Work item = Output all of the entries exactly as they are given.
──────────
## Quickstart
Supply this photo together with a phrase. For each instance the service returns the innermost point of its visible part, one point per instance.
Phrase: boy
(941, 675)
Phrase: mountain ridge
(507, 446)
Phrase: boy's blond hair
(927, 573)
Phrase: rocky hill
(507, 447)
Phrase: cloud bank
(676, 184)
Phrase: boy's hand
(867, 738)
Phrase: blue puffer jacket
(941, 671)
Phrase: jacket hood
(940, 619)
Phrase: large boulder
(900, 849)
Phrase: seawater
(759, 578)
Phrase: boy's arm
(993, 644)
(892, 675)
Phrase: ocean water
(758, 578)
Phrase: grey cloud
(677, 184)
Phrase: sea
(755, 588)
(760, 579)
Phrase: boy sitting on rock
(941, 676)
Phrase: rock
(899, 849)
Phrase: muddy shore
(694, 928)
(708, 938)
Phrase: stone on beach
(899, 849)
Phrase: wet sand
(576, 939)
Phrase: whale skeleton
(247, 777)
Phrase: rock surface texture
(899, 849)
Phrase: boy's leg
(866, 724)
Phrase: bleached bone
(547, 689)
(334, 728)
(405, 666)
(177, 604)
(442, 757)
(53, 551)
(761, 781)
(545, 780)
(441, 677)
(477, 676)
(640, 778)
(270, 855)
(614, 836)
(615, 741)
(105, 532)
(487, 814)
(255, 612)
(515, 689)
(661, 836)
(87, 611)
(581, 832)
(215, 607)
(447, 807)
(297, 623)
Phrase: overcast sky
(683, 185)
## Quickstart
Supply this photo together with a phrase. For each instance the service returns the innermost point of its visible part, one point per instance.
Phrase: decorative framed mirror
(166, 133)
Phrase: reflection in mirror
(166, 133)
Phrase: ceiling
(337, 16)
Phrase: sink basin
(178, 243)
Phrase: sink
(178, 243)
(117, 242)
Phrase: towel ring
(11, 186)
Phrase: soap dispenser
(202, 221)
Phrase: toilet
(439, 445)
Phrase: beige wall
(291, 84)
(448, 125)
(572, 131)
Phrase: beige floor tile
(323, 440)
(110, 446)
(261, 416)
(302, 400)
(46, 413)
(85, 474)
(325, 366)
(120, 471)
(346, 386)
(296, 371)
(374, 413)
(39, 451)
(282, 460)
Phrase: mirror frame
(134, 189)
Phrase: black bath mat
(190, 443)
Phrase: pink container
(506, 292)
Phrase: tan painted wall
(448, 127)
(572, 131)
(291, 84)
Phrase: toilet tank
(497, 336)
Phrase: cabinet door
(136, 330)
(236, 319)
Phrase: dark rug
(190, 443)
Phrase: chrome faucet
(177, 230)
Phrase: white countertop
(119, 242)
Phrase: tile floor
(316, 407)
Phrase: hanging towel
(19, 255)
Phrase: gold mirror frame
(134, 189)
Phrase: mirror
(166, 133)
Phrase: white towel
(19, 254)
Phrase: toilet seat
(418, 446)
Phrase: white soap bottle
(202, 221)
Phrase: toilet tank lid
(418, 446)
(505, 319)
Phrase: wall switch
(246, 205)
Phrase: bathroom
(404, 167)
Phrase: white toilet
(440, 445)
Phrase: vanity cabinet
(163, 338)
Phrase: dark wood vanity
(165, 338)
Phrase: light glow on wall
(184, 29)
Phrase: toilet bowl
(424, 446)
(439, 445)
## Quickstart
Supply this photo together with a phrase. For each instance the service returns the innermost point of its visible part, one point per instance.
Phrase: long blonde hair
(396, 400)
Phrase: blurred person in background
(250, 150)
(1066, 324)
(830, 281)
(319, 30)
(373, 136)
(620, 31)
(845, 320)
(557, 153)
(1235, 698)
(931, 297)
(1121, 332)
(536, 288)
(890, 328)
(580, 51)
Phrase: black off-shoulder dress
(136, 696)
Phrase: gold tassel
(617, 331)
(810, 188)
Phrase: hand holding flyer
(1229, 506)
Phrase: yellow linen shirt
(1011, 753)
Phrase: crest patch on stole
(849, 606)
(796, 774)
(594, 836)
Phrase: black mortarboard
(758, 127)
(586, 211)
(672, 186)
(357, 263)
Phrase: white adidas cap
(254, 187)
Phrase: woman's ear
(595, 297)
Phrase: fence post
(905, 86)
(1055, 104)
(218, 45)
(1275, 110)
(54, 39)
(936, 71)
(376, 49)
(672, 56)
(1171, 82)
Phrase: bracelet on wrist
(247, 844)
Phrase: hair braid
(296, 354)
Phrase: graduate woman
──────────
Answer to this exercise =
## Quickstart
Supply this photo together with a phrase. For each instance the service returns the innermost point of its visible part, one point per instance.
Phrase: boy
(941, 675)
Phrase: mountain ridge
(507, 446)
Phrase: boy's blond hair
(927, 573)
Phrase: rocky hill
(507, 447)
Phrase: cloud bank
(676, 184)
Phrase: boy's hand
(867, 738)
Phrase: blue puffer jacket
(941, 671)
Phrase: jacket hood
(940, 619)
Phrase: large boulder
(900, 849)
Phrase: seawater
(759, 578)
Phrase: boy's arm
(993, 644)
(892, 675)
Phrase: ocean water
(758, 578)
Phrase: grey cloud
(677, 184)
Phrase: sea
(755, 588)
(760, 579)
Phrase: boy sitting on rock
(941, 676)
Phrase: rock
(899, 849)
Phrase: muddy shore
(694, 928)
(708, 938)
Phrase: stone on beach
(899, 849)
Phrase: wet sand
(576, 939)
Phrase: whale skeleton
(247, 777)
Phrase: rock surface texture
(899, 849)
Phrase: boy's leg
(866, 724)
Phrase: bleached bone
(547, 689)
(334, 728)
(405, 666)
(177, 604)
(442, 757)
(53, 551)
(761, 781)
(545, 780)
(441, 677)
(477, 676)
(640, 778)
(270, 855)
(614, 836)
(615, 741)
(105, 532)
(487, 814)
(255, 612)
(515, 689)
(661, 836)
(87, 611)
(581, 832)
(215, 607)
(447, 807)
(297, 623)
Phrase: overcast sky
(683, 185)
## Quickstart
Supply this photo together with a phrase. For each instance the service returns the innermost point of its visible part, one point per instance.
Phrase: decorative framed mirror
(166, 133)
Phrase: reflection in mirror
(166, 133)
Phrase: ceiling
(337, 16)
Phrase: sink basin
(178, 243)
Phrase: sink
(178, 243)
(117, 242)
Phrase: towel ring
(11, 186)
Phrase: soap dispenser
(202, 221)
Phrase: toilet
(439, 445)
Phrase: beige wall
(291, 84)
(448, 125)
(572, 131)
Phrase: beige floor tile
(323, 440)
(110, 446)
(261, 416)
(302, 400)
(46, 413)
(85, 474)
(325, 366)
(120, 471)
(346, 386)
(296, 371)
(374, 413)
(39, 451)
(282, 460)
Phrase: mirror frame
(134, 189)
Phrase: black bath mat
(190, 443)
Phrase: pink container
(506, 292)
Phrase: tan painted wall
(448, 127)
(572, 131)
(291, 84)
Phrase: toilet tank
(497, 336)
Phrase: cabinet door
(136, 330)
(236, 319)
Phrase: dark rug
(190, 443)
Phrase: chrome faucet
(177, 230)
Phrase: white countertop
(119, 242)
Phrase: tile floor
(316, 407)
Phrase: hanging towel
(19, 255)
Phrase: gold mirror frame
(134, 189)
Phrase: mirror
(166, 133)
Phrase: white towel
(19, 254)
Phrase: toilet seat
(418, 446)
Phrase: white soap bottle
(202, 221)
Phrase: toilet tank lid
(418, 446)
(505, 319)
Phrase: wall switch
(246, 205)
Phrase: bathroom
(404, 167)
Phrase: white toilet
(440, 445)
Phrase: vanity cabinet
(163, 338)
Phrase: dark wood vanity
(165, 338)
Phrase: light glow on wall
(184, 29)
Phrase: toilet bowl
(424, 446)
(439, 445)
## Quickstart
Supply this photo together with a phrase. For each instance the service returns the innermost point of its visible part, one point per instance.
Phrase: long blonde hair
(396, 400)
Phrase: blurred person in background
(250, 150)
(1066, 324)
(830, 281)
(319, 30)
(373, 136)
(620, 31)
(845, 320)
(557, 153)
(1235, 698)
(931, 297)
(1121, 332)
(536, 288)
(890, 328)
(580, 51)
Phrase: black off-shoulder dress
(136, 696)
Phrase: gold tassel
(617, 331)
(810, 188)
Phrase: hand holding flyer
(1229, 506)
Phrase: yellow linen shirt
(1011, 753)
Phrase: crest patch on stole
(849, 606)
(796, 774)
(594, 836)
Phrase: black mortarboard
(758, 127)
(586, 211)
(672, 186)
(357, 263)
Phrase: white adidas cap
(254, 187)
Phrase: woman's ear
(595, 297)
Phrase: fence post
(905, 86)
(1055, 104)
(218, 45)
(1275, 110)
(54, 39)
(936, 71)
(376, 49)
(672, 56)
(1171, 82)
Phrase: bracelet on wrist
(247, 844)
Phrase: hair braid
(296, 354)
Phrase: graduate woman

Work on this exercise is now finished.